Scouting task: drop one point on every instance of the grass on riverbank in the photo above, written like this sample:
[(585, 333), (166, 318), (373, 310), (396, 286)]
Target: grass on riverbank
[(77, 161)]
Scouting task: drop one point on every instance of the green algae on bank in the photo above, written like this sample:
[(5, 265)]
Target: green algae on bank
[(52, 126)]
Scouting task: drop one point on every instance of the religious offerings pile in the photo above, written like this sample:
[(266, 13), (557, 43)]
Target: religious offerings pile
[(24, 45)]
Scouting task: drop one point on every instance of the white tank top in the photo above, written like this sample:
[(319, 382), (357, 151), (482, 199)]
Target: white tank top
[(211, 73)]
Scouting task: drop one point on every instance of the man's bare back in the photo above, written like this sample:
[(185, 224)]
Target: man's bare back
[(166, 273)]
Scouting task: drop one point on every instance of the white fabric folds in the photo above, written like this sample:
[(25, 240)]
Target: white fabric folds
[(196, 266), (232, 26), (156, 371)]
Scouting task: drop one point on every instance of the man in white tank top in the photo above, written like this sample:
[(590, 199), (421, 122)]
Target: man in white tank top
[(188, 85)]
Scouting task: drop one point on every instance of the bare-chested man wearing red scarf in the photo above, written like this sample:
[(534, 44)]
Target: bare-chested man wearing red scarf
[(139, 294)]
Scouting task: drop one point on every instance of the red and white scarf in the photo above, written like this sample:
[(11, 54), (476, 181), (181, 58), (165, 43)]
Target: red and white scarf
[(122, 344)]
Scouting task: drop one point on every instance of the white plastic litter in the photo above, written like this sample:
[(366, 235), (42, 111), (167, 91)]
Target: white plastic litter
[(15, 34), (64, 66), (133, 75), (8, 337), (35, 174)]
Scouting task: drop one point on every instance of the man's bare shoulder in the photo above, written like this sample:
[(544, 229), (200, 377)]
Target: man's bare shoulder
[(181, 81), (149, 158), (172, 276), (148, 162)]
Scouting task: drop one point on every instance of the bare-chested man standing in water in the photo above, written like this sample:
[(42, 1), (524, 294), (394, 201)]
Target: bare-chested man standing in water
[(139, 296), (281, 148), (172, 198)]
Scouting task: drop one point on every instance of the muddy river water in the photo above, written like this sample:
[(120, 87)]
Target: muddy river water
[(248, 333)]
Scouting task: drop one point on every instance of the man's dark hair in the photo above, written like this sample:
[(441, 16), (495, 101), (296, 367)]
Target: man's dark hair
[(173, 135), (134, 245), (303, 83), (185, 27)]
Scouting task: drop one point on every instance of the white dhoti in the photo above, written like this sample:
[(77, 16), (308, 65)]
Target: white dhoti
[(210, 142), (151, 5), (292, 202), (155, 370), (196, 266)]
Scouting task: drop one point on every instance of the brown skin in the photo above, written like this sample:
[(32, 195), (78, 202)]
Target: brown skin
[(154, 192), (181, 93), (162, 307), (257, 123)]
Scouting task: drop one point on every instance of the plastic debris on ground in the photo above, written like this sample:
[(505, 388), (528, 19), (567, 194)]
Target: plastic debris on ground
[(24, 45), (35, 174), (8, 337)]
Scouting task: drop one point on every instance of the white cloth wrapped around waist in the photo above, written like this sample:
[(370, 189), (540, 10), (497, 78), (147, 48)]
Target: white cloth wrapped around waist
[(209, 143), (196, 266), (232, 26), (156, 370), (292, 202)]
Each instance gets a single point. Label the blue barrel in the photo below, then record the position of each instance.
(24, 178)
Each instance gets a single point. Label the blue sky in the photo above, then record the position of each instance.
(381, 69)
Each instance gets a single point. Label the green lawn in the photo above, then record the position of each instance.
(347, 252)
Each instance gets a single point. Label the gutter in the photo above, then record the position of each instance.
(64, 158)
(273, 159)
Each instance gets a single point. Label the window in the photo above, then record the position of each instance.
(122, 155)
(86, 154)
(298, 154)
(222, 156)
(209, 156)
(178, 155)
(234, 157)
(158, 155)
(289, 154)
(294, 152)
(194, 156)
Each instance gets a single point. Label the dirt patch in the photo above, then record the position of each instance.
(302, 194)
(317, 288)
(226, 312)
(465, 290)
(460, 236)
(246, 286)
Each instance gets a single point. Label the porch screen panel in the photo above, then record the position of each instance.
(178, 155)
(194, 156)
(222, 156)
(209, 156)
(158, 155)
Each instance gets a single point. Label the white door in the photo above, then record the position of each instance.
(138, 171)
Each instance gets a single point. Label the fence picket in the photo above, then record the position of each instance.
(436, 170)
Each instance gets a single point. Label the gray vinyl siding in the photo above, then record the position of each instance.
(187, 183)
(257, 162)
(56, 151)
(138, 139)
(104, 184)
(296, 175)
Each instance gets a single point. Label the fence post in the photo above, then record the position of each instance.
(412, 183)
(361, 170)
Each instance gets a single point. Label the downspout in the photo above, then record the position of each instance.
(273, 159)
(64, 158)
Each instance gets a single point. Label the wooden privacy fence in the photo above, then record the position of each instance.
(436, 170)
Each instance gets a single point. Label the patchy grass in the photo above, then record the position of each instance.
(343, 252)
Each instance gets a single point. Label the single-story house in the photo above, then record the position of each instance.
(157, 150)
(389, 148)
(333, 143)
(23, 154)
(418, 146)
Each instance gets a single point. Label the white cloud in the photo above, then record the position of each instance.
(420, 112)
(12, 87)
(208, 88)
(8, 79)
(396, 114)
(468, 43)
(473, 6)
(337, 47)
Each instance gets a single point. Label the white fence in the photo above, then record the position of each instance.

______

(Письменное задание) Перепишите без изменений участок списка выше: от строки, содержащей «Each instance gets a single point. Label the white cloud», до конца списка, включая обе границы.

(Письменное решение)
Each instance gets a single point. Label the white cloud in the photo above, then record the position of each instance.
(420, 112)
(12, 87)
(208, 88)
(8, 79)
(396, 114)
(468, 43)
(473, 6)
(337, 47)
Each instance gets a single point. Label the white fence in the photo above, then record the position of each instance.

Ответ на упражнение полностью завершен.